== Exercise details ==
Return all of the entries word for word, but omit the pictures they contain.

== Data to process ==
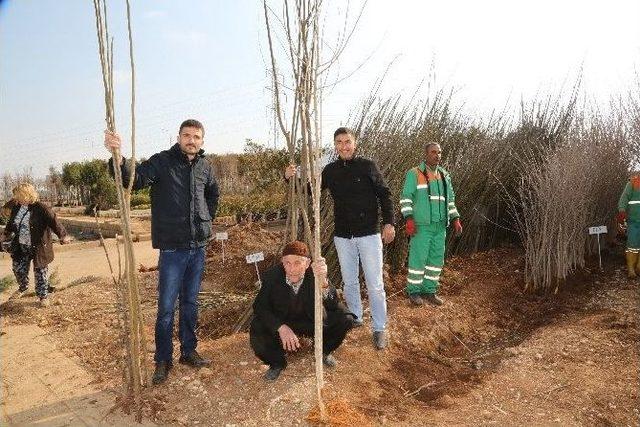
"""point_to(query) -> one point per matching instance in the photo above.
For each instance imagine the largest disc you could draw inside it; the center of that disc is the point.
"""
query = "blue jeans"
(367, 251)
(179, 278)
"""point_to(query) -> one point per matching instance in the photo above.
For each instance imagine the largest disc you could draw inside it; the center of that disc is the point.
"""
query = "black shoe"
(379, 340)
(195, 360)
(273, 373)
(329, 361)
(416, 299)
(161, 372)
(433, 299)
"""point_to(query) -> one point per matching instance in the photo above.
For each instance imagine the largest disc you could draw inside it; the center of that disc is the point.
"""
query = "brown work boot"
(632, 260)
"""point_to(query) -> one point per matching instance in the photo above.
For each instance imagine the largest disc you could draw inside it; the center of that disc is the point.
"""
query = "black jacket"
(184, 197)
(357, 188)
(271, 306)
(41, 222)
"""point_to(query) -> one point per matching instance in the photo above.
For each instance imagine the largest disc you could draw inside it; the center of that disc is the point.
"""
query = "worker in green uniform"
(428, 206)
(629, 210)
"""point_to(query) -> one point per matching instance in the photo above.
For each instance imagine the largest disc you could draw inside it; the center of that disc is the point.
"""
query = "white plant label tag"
(258, 256)
(598, 230)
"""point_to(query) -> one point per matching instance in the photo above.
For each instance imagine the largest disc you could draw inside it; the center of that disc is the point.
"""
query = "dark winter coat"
(184, 197)
(271, 306)
(41, 222)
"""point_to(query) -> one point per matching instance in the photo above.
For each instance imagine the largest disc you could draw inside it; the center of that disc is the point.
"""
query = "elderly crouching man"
(284, 310)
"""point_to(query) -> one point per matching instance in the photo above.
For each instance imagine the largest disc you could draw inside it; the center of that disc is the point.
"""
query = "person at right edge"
(428, 206)
(629, 210)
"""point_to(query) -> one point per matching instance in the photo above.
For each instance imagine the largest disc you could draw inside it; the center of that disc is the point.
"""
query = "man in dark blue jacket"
(184, 199)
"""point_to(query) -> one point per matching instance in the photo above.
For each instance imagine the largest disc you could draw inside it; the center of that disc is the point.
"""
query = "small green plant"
(7, 282)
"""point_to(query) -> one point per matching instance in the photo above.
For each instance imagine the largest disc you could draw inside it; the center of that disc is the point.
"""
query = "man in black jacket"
(358, 189)
(284, 310)
(184, 199)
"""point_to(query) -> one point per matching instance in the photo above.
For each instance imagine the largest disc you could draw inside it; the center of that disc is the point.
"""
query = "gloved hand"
(410, 228)
(622, 215)
(457, 226)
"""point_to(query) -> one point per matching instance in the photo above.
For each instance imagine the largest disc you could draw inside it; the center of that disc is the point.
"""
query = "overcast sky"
(206, 60)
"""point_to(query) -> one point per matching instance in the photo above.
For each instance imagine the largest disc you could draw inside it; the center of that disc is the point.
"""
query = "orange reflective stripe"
(421, 178)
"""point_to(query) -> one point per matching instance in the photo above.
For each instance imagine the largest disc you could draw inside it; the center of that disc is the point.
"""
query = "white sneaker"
(18, 294)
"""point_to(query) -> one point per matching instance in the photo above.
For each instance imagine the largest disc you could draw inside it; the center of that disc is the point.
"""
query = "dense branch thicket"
(540, 178)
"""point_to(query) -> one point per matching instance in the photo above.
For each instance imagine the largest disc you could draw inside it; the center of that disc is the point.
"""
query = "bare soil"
(491, 354)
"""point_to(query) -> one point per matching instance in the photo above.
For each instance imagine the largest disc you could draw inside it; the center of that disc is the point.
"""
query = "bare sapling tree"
(127, 283)
(299, 36)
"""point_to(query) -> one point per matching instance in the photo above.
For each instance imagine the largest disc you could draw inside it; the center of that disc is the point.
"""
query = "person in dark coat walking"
(28, 235)
(284, 311)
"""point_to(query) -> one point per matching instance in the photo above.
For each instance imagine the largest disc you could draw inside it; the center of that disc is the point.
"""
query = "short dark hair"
(191, 123)
(344, 130)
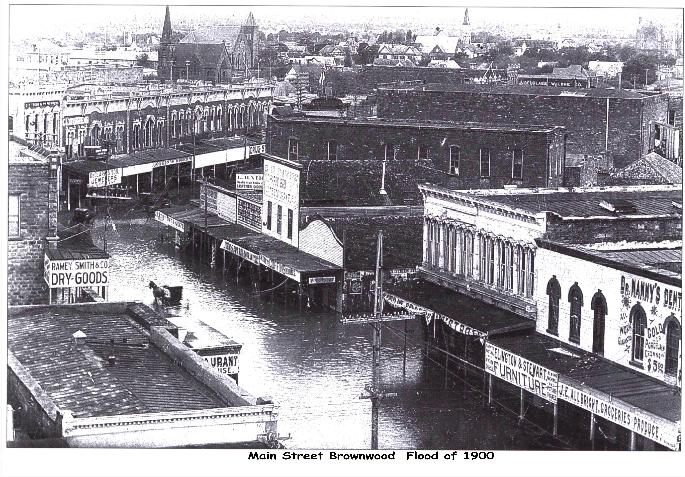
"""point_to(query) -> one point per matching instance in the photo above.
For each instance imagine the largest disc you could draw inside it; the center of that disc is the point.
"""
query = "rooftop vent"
(618, 206)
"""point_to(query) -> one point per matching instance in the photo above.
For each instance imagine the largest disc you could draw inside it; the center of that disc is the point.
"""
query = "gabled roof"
(206, 54)
(214, 35)
(652, 168)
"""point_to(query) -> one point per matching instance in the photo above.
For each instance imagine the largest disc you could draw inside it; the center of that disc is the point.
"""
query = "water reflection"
(314, 366)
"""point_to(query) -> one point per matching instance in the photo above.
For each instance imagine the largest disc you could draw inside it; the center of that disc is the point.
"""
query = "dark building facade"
(473, 155)
(622, 123)
(32, 197)
(217, 53)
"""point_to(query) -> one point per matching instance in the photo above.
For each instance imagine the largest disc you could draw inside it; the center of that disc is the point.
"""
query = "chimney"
(79, 338)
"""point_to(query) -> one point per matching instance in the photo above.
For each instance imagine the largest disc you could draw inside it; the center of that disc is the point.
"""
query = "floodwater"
(316, 367)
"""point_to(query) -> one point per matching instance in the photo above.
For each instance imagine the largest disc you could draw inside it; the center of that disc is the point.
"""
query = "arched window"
(553, 296)
(599, 306)
(638, 318)
(575, 298)
(673, 337)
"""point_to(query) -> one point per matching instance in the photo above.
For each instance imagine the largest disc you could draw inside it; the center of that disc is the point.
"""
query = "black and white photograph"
(387, 235)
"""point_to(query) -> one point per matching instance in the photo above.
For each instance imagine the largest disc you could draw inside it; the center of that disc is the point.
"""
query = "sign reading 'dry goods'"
(104, 178)
(525, 374)
(249, 181)
(76, 273)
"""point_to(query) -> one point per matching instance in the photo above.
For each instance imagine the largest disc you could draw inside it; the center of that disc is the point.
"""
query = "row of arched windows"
(638, 320)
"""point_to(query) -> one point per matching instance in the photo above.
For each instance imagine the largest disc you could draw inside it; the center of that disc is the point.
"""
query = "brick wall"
(366, 142)
(25, 255)
(583, 117)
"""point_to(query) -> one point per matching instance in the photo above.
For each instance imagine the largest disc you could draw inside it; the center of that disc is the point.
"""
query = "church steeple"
(166, 30)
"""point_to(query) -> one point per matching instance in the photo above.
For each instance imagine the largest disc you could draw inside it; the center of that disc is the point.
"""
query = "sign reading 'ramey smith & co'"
(525, 374)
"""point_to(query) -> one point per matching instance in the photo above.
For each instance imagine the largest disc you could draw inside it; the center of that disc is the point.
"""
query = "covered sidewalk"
(641, 404)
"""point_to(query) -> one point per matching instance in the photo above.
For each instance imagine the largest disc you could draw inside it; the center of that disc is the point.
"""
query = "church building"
(217, 53)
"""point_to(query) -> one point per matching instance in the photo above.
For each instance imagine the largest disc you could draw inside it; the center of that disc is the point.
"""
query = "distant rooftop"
(525, 90)
(417, 123)
(591, 202)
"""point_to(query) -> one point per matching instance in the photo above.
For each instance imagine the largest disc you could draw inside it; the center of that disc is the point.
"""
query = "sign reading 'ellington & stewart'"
(525, 374)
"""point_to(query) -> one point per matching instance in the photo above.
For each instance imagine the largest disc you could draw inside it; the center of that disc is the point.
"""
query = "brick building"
(135, 117)
(621, 122)
(474, 155)
(32, 189)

== Answer below ==
"""point_to(query) -> one point per matching instance in the photo above.
For each instance imagine the largest disc you could draw inside it; the center of that disc is the point.
"""
query = "blue jeans"
(367, 251)
(179, 278)
"""point_to(query) -> one point per matching instance in the photo above.
For each instance imagine the largest disc you could draw inside it; the center of that disc is the point.
"""
query = "black shoe"
(379, 340)
(195, 360)
(273, 373)
(329, 361)
(416, 299)
(161, 372)
(433, 299)
"""point_to(query) -> one point per matching instance in the photo above.
For each instance imagine the largest disc you could draw inside it; the center of that disc is the point.
"""
query = "brown work boot"
(632, 260)
"""point_to(query) -> one point per matching instance in the photo above.
For each instance imagine the largest disc you could draw inside it; the center of that disc is the point.
"""
query = "black jacket"
(184, 197)
(357, 188)
(271, 306)
(41, 222)
"""point_to(query) -> one point per matching instance in the photo above.
For each instance imagine the largest disc you could draw inside it; the center of that disc is the point.
"""
query = "worker in green uniform"
(428, 206)
(629, 210)
"""point_to(query) -> one point per matching instance in the photo above.
For each instance imagine the largest disc you could draw inside it; the center of that disc is the point.
"""
query = "white plant label tag"
(258, 256)
(598, 230)
"""point_to(query) -> one point per matching instance in the photo above.
For each instance imagine the largest disc you could draw inside it; the center of that disc is the point.
"""
query = "dark winter coat"
(184, 197)
(271, 306)
(41, 222)
"""point_to(query) -> one point per matching instance in the photo above.
For each instance imagine the largest disc you could draw inside it; the center of that disc is the point.
"""
query = "elderly crouching man"
(284, 310)
"""point_to(query) -> one point per matching instance in the photo above.
For each instance imagine the largest disc you could draw inside it; the center of that disc is the point.
"""
query = "person at right edge"
(428, 206)
(629, 210)
"""point_to(query) -> one point per matching instance in the photo above.
For each instance imagine the largest disc you could draw inside it; the center of that disc is the point.
"""
query = "man in dark blue jacket"
(184, 199)
"""point_to(query) -> one point per matching instance in the photo above.
For each instance imagine the largest disc you could draw inside it; the center of that disc is the point.
"""
query = "small green plant"
(7, 282)
"""point_to(query) -> one point per matching instance in the photo above.
For each instance imagine the largest disc you could draw inside it; the center of that disc is the point.
"""
query = "man in black jacket"
(358, 189)
(284, 310)
(184, 199)
"""point_to(query) -> one point per matching instance in the photo above.
For each instance imagine the largest disc you could draw inside it; the center of that disc is the point.
"""
query = "gloved hand"
(410, 228)
(622, 215)
(457, 226)
"""point_to(query) -> one point per matching instance in the photo above.
For each instance imagine the largest disc you could draw inside it; the center of that disc is the point.
"""
query = "overcast sky"
(206, 60)
"""point_to(query) -> one point per matching instance in the photo above.
For each instance imagine the largest disc you could draw inside it; the center of that disc is the point.
"""
query = "orange reflective stripe"
(421, 178)
"""point_to(query) -> one point per matching instance in the photo above.
For each instance imagine the largest disc you could draw inside it; the center of that disc is the point.
"""
query = "white sneaker"
(18, 294)
"""point_to(query) -> one point per matching instance in the photo above.
For each instance imagine the largest disc you could draw inside it; the center of that disc is the point.
"""
query = "dense branch thicket"
(540, 178)
"""point_to(query) -> one point per matching instance in the photo above.
For each instance imagine the largest disc you could draw inside it; the center of that disc is the point.
"""
query = "bare soil"
(491, 354)
"""point_to(query) -> one point per matching instance in the photo above.
For each instance imagine the largest disc you could draw inside it; the center of that disc is the point.
"""
query = "bare sapling tree"
(127, 283)
(299, 36)
"""point_to(query) -> one point per matching instance in the photo above.
For each instance imagine the largest disc you could draw inside it; the center of that disc is the point.
"""
query = "person in dark coat walking"
(28, 235)
(284, 311)
"""point_to(query) -> one point per matching instance in the photo above.
For each instance imagine the largest disc you could draw inside it; the center of that disc is the point.
"""
query = "short dark hair"
(191, 123)
(344, 130)
"""point_to(query) -> one point per matching instance in the photo above.
For each instance imagine the largest disc you could draw inside it; the center of that disc is the point.
"""
query = "rooftop vent"
(618, 206)
"""point_to(query) -> one point per matching instance in the photo above.
For each instance imagine the largest disc you could draw inside it; the center of that disc is the point.
"""
query = "gabled roof"
(206, 54)
(214, 35)
(652, 168)
"""point_to(query) -> one point per matching instance in the photo above.
For each instance imagine the largest disc you could draw inside it; the center of that disc is the point.
"""
query = "water reflection"
(314, 366)
"""point_to(query) -> one point per matching instance in the photo above.
For each instance imagine the largest disc you could draw inside it; the center of that disc is the point.
"""
query = "dark building facade"
(473, 155)
(622, 123)
(32, 197)
(217, 53)
"""point_to(query) -> one point per matching instance in the photo above.
For each instance imagine the largest disc you could draw inside it; the center of that disc is the point.
"""
query = "chimney"
(79, 338)
"""point_to(query) -> one point per matching instance in the photo above.
For each instance imagine the largest disc you could draw inside it; the center of that disc is the point.
"""
query = "floodwater"
(316, 367)
"""point_to(query) -> one point per matching instance in the photo above.
For each instance imagine the largest disc you could draw inside it; the center of that disc is the point.
"""
query = "arched window"
(553, 296)
(599, 306)
(638, 318)
(575, 298)
(673, 337)
"""point_to(query) -> one point per matching instance in the photo above.
For each instance imagine the largest disc you could draw inside it; the center of that disc is the point.
"""
query = "black and white photograph"
(387, 235)
"""point_to(query) -> one point per matching instance in the photo above.
For each instance imagine the largest disc you could draw inside it; the center of that disc is the point.
"""
query = "sign reading 'dry goods'"
(104, 178)
(525, 374)
(249, 181)
(76, 273)
"""point_to(query) -> one point per matching instance in the photo above.
For each instance imagine the largest disc you could draw inside it; the center of that disc is the point.
"""
query = "row of arched windows"
(638, 320)
"""point_to(query) -> one point per matching instance in the photo above.
For each instance imagine the largest disc you could draw inside it; the center of that disc is the point.
"""
query = "brick wall"
(366, 142)
(25, 255)
(583, 117)
"""point_to(query) -> one point per matching instance in the photo above.
For each instance imagine the largest disc you could draw inside it; the center of that disc is the point.
"""
query = "church steeple"
(166, 30)
"""point_to(query) -> one point per matching instance in the photo above.
For each instance imagine the largest disc you could draw inside it; the center of that disc is the point.
"""
query = "sign reading 'ramey smith & co'"
(525, 374)
"""point_to(query) -> one point per matching instance in the photo above.
For each instance imagine the largest disc you could draw inside it; the center of that disc is the point.
"""
query = "covered sidewalk"
(641, 404)
"""point_to(query) -> one point per matching instance in the photo above.
For each instance imagine the largest disc you could draw inside it; the center of that disc is the point.
"""
query = "church building"
(217, 53)
"""point_to(query) -> one point per matching instance in the photo above.
For each instance imagine the largest disc you could draw inside it; the center of that disc is the point.
"""
query = "distant rooftop"
(525, 90)
(417, 123)
(591, 202)
"""point_to(query) -> one point per matching instance in the photo above.
For each instance imagine the largest disc you could draw inside it; the center of that disc is the point.
"""
query = "sign reading 'ellington & stewart'"
(525, 374)
"""point_to(query) -> one point per matching instance in the photo above.
For each instance imagine the largest disc you could draw inside it; the center of that disc is the point.
"""
query = "brick building"
(135, 117)
(621, 122)
(474, 155)
(32, 189)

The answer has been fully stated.